# Goal of the exercise
Output the rows from the line containing "treetop in the" up to and including the line containing "[3,108,329,315]" as a numbered list, leaving out blank lines.

# Provided records
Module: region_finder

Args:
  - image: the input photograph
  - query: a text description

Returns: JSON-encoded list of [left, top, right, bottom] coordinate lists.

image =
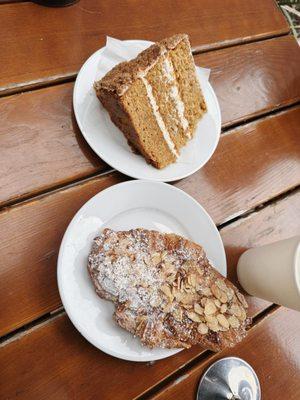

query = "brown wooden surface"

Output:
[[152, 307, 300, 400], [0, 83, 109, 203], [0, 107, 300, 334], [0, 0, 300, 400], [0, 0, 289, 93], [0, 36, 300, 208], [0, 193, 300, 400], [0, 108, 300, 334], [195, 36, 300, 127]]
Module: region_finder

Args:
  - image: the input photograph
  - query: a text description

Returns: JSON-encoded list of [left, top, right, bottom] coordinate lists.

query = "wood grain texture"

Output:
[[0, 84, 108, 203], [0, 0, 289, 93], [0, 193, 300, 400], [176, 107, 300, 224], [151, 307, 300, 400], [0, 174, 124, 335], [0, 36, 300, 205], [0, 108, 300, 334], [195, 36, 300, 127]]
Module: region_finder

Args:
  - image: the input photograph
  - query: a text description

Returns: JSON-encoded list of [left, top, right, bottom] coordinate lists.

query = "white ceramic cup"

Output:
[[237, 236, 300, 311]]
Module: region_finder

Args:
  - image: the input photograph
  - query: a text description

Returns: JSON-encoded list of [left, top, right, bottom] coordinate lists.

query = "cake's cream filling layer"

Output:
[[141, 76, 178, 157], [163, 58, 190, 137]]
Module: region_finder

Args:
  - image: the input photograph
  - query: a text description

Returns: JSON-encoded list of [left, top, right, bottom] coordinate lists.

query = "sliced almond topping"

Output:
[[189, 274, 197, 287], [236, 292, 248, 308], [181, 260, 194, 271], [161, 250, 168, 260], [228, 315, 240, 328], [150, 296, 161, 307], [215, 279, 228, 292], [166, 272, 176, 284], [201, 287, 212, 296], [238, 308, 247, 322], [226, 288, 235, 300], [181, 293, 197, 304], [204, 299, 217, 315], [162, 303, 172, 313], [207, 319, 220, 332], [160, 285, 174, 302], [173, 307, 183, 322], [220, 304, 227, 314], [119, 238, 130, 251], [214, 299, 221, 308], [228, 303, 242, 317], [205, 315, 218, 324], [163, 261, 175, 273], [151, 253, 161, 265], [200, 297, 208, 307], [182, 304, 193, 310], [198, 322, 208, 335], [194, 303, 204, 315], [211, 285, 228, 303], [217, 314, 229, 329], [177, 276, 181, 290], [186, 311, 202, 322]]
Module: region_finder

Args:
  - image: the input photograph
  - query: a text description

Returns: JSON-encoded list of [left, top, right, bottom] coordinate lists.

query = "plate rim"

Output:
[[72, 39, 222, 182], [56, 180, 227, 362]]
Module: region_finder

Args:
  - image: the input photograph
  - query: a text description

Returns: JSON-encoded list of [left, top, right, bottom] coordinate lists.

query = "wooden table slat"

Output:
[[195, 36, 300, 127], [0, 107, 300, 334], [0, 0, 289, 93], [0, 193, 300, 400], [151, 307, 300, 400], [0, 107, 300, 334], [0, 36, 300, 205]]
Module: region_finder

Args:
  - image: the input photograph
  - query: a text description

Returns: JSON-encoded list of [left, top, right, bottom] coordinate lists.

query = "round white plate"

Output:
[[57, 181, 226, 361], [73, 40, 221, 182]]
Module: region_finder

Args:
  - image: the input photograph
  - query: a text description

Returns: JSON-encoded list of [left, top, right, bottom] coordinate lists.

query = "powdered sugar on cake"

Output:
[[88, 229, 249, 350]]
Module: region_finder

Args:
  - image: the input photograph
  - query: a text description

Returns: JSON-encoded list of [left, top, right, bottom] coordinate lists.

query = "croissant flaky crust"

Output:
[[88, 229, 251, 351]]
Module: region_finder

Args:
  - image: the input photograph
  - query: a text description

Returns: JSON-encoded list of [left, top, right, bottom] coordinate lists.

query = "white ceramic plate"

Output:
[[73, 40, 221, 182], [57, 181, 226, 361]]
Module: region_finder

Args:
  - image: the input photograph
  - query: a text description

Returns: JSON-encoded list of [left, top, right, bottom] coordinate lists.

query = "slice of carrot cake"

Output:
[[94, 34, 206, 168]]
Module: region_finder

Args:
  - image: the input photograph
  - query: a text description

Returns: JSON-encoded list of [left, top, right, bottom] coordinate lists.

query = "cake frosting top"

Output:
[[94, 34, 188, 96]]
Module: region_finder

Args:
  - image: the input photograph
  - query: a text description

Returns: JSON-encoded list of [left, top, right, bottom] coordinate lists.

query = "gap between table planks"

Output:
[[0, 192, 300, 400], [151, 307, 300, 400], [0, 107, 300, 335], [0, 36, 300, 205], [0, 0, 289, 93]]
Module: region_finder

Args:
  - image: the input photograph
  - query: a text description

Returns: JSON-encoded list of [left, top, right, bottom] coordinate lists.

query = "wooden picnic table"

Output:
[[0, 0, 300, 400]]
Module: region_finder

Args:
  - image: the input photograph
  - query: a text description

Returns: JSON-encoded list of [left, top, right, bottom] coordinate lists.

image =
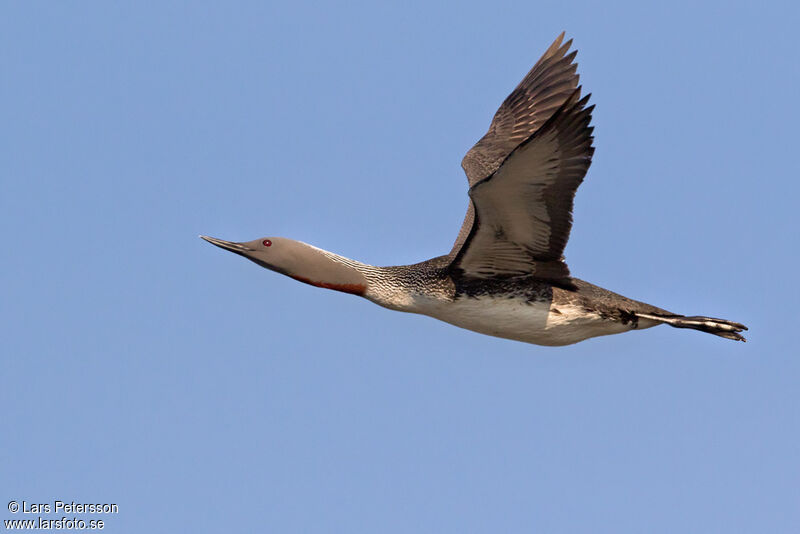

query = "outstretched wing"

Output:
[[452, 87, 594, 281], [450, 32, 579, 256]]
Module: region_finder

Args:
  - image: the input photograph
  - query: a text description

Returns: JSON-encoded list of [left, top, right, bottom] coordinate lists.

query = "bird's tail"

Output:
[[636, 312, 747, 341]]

--

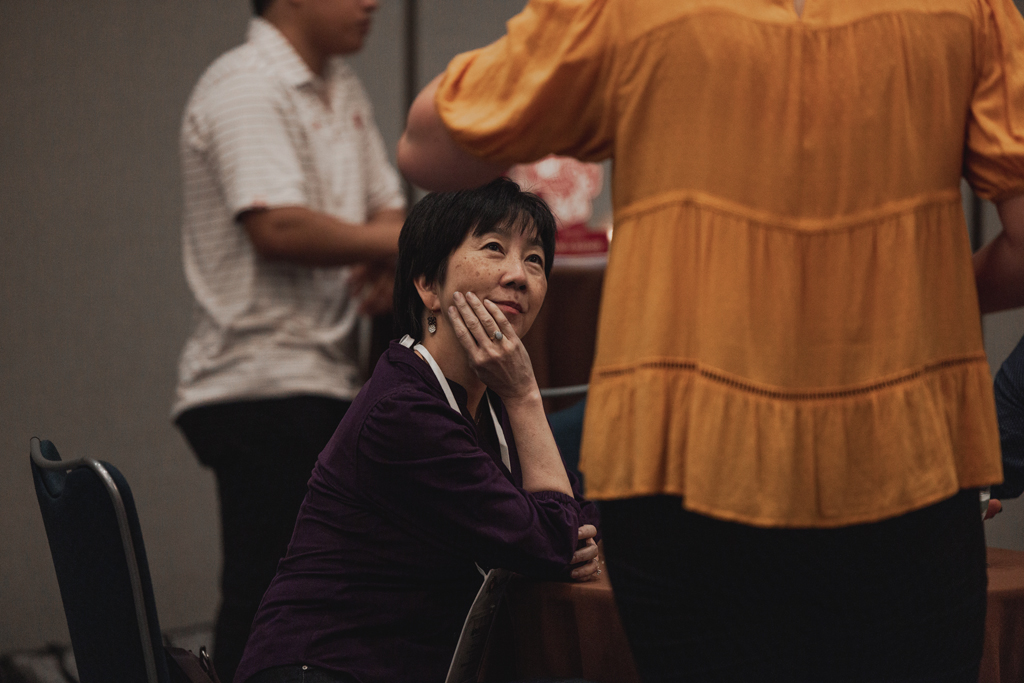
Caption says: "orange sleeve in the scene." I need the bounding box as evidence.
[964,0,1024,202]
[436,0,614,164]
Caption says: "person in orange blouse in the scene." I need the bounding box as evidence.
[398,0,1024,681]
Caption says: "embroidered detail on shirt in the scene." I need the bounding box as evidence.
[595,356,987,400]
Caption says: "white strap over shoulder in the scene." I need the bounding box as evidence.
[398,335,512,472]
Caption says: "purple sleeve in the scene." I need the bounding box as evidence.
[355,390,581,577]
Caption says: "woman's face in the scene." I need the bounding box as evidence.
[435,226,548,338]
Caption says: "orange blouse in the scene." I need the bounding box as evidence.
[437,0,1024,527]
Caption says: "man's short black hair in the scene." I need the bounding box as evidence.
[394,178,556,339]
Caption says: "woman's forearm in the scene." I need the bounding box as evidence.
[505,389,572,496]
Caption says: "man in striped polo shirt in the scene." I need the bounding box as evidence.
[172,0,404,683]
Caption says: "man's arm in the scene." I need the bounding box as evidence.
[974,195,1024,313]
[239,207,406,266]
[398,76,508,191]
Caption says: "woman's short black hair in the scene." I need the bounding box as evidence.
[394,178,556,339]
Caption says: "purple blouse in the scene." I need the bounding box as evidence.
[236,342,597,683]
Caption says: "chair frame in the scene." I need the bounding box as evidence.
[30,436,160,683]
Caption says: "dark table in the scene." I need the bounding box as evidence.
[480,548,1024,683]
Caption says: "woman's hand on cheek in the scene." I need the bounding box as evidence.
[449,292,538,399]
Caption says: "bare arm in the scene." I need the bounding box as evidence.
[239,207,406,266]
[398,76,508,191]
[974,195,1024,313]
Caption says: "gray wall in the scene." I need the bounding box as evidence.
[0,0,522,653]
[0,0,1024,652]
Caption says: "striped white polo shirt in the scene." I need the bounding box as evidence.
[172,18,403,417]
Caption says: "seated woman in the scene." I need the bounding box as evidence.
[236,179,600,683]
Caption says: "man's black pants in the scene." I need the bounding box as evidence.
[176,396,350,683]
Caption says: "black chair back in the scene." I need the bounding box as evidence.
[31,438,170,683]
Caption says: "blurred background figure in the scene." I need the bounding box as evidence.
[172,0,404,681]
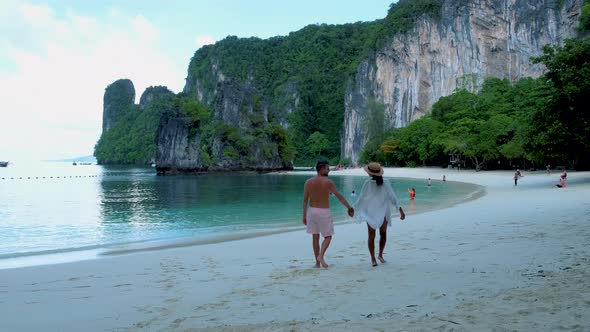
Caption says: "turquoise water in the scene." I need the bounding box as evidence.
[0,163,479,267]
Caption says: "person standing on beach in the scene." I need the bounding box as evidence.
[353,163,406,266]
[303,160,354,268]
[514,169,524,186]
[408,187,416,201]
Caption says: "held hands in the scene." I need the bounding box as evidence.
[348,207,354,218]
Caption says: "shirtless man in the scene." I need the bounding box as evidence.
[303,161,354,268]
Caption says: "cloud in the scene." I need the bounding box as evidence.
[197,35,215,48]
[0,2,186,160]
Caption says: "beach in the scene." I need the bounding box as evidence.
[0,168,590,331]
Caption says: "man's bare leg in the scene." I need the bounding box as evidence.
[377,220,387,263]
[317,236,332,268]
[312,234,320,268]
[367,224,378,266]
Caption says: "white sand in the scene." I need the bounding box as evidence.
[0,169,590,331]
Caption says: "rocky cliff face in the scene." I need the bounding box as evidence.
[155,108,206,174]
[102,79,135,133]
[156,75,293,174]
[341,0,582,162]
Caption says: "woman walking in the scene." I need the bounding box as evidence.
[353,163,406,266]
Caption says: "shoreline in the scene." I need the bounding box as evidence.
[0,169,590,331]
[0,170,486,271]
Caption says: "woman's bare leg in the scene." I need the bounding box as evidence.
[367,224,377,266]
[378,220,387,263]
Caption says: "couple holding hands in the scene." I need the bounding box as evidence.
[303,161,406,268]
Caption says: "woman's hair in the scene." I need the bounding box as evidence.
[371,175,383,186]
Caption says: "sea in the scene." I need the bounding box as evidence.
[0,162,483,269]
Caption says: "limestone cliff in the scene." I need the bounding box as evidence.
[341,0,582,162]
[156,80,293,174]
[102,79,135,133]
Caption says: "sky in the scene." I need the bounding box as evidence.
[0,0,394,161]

...

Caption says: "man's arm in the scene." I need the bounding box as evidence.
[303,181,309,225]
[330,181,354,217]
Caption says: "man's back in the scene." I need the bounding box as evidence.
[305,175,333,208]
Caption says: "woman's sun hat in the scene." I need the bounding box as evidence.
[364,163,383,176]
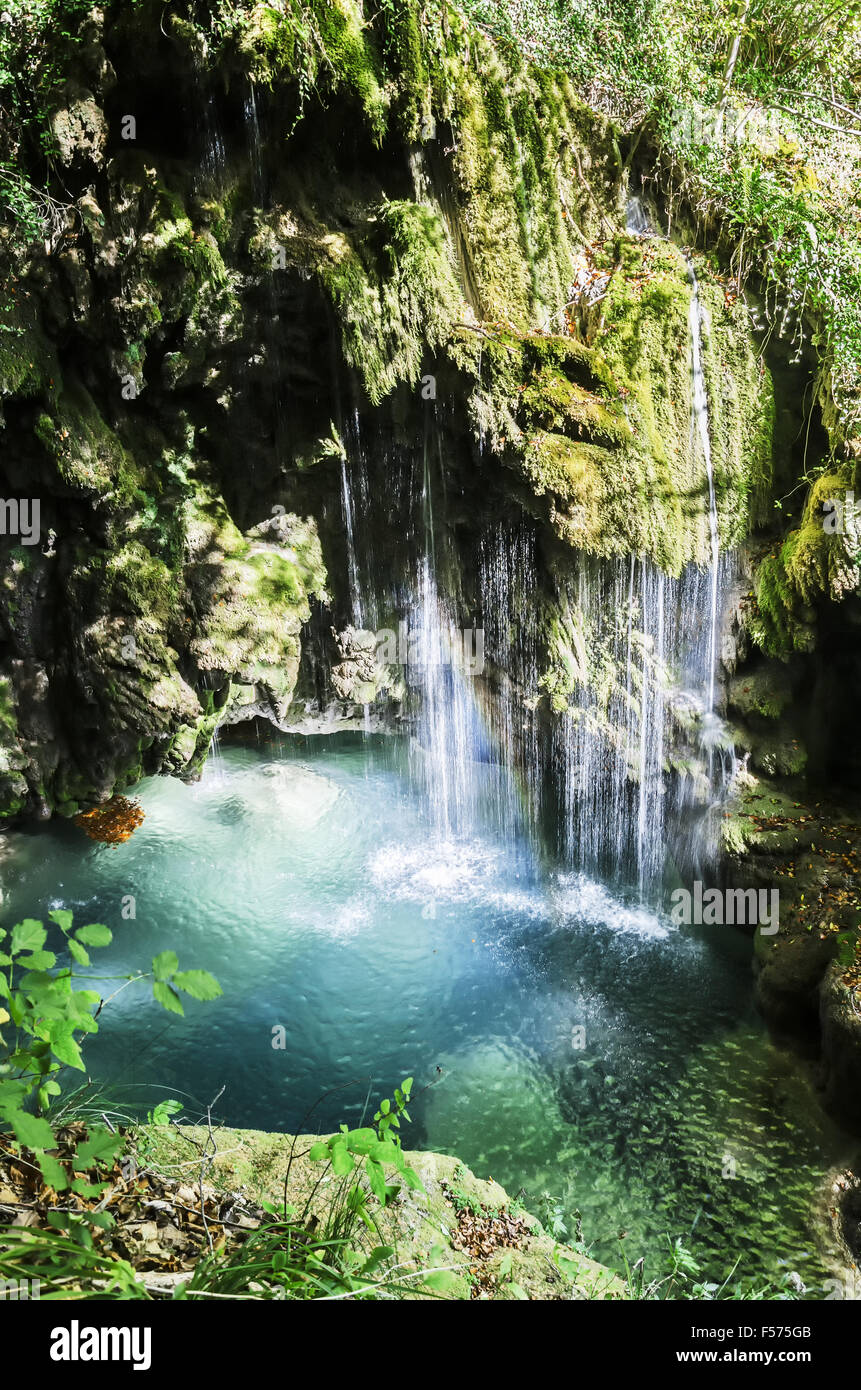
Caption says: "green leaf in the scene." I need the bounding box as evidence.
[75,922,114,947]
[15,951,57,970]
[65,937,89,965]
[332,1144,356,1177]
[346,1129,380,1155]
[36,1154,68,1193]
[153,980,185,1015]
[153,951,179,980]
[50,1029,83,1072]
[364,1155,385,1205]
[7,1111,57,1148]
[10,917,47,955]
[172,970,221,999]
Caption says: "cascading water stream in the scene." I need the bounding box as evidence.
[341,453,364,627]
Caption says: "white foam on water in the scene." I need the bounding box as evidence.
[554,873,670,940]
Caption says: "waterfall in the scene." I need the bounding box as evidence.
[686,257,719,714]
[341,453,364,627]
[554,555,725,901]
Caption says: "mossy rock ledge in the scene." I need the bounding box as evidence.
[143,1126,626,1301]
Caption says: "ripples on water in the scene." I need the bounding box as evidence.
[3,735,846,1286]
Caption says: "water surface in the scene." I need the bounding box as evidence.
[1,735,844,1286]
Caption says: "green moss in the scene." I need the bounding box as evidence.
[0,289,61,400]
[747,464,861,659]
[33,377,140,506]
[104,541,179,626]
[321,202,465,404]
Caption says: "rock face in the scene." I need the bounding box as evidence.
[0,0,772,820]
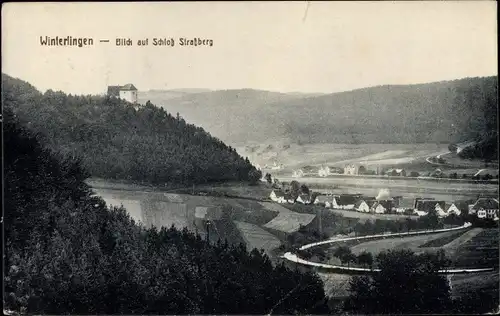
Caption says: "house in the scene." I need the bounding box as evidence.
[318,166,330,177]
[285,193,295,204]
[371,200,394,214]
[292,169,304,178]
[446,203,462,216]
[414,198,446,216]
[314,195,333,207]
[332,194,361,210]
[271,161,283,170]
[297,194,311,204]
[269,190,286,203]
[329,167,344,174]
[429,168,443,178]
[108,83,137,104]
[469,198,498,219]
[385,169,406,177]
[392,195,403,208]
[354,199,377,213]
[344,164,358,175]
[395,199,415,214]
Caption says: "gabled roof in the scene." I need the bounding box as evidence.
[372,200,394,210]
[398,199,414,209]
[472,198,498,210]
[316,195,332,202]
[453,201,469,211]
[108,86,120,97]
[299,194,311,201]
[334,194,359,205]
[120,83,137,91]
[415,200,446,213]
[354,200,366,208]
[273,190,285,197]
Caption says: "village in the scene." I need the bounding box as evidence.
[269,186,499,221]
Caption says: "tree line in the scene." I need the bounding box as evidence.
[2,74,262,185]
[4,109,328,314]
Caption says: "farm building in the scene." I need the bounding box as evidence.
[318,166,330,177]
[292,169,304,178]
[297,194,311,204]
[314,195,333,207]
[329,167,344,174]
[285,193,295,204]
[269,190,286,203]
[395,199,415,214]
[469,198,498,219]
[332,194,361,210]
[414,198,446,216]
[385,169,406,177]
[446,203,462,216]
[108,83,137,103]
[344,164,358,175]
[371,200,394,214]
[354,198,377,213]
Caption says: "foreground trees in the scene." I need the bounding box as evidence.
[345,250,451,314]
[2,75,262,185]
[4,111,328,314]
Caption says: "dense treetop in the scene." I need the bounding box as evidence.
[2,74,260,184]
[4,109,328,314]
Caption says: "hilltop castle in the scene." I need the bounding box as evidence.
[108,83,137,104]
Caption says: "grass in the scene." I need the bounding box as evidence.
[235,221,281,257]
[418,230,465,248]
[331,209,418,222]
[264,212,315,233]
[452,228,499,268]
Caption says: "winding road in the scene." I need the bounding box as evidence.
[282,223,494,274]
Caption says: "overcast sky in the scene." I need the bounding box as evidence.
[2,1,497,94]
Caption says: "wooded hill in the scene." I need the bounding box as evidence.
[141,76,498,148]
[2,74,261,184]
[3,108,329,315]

# Complete output
1. Caption says: "dense treetop in the scene." I need the bounding box as evidence.
2. [2,74,260,184]
3. [4,109,328,314]
4. Caption says: "hilltop castle in the scene." I need the bounding box as evidence.
5. [108,83,137,104]
6. Caption says: "grass in the scene." I need the bounding box as evidence.
7. [235,221,281,257]
8. [418,230,465,248]
9. [331,209,418,222]
10. [264,212,315,233]
11. [452,228,499,268]
12. Caption says: "winding road in the scene." I need the bounding box as evidence.
13. [282,223,494,274]
14. Caption says: "overcast sky in the scene." I need the bounding box as evidence.
15. [2,1,497,94]
16. Caption says: "wooded hill in the scene." I need the bounding box as evidence.
17. [141,76,498,148]
18. [2,74,261,184]
19. [3,108,329,315]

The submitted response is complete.